Reading text START

Farrell would reiterate it in these pages in 2016 when the scheme was under threat, citing a 2010 study that estimated the total annual spending generated by inter-county GAA fixtures was €485m. “Every inter-county player generates on average €100,000 of real value annually for the Irish economy… They help fill stadiums, trains, restaurants, garages, bars, and hotels.”
It is suffice to say the women’s game or player does not have the same economical draw; for all the strides it has made and the phenomenal crowds that have attended recent ladies football All-Ireland finals, the players themselves have bemoaned how that day is a total outlier.
Indeed back in 2007 no one was making a case for the women’s game at all. “It’s up to the Ladies Football and Camogie Associations to finalise their own system if they so wish,” said then GAA president Nickey Brennan, more out of relief and fatigue than anything else. “I have enough on my plate trying to sort this out on behalf of the GAA.”
In recent years though there’s been a change in awareness and argument. Yesterday the co-chairs of the GPA’s national executive, Maria Kinsella and Tom Parsons, proclaimed how it was a triumph and recognition for the “role of female inter-county players and the value that they contribute within Irish society”.
Outgoing GPA chief executive Paul Flynn noted that his wife, Fiona Hudson, put in just as much effort playing for Dublin as he did but gets less.
Chambers was on the same wavelength, having read the WGPA’s Levelling the Field report that highlighted for him the huge difficulty female county players have around expenses. “For all the young women and girls who are playing camogie and ladies football, we have to ensure there is no artificial glass ceiling when it comes to sport and I am serious about rectifying that.”
For the most part, such sentiments are to be applauded and welcomed. It is only right that gender does not put a ceiling on anyone’s experience in sport. Female county players do contribute to society and put in serious dedication.

Reading text END

▶ **What you should do**
Answer these from the passage on inter-county players:
(a) What total annual spending from inter-county GAA fixtures did the 2010 study estimate?
(b) Who are the co-chairs of the GPA's national executive?
(c) For which county did Paul Flynn's wife play?
The entries that come after this text have nothing to do with it.

Extracted information START

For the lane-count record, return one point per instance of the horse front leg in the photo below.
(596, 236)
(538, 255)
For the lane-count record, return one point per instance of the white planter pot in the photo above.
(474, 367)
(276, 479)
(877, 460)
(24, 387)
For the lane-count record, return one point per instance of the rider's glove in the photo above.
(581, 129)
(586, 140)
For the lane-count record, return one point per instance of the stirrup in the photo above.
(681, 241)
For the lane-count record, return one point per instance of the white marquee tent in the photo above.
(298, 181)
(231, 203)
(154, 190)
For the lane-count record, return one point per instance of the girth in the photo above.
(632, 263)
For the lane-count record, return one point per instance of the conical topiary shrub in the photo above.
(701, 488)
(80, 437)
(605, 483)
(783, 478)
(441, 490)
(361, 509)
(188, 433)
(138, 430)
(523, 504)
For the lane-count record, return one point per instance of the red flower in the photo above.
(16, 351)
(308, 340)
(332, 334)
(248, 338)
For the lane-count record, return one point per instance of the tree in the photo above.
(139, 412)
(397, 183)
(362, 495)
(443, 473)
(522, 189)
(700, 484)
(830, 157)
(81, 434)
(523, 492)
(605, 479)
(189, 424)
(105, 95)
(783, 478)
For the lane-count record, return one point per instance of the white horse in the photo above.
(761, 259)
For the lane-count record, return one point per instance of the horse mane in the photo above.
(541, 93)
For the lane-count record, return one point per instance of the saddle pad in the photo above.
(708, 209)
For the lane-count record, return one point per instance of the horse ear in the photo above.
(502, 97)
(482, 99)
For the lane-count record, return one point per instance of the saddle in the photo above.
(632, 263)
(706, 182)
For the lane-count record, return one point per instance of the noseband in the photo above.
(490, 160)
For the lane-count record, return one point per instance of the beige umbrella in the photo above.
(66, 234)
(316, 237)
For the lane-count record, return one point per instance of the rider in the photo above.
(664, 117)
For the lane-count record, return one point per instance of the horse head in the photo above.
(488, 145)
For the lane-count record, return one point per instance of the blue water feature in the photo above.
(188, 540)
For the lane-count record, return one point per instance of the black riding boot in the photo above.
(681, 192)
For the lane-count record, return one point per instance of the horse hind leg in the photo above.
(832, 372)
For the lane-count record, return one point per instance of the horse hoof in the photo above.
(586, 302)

Extracted information END

▶ **Exercise answer**
(a) €485m
(b) Maria Kinsella and Tom Parsons
(c) Dublin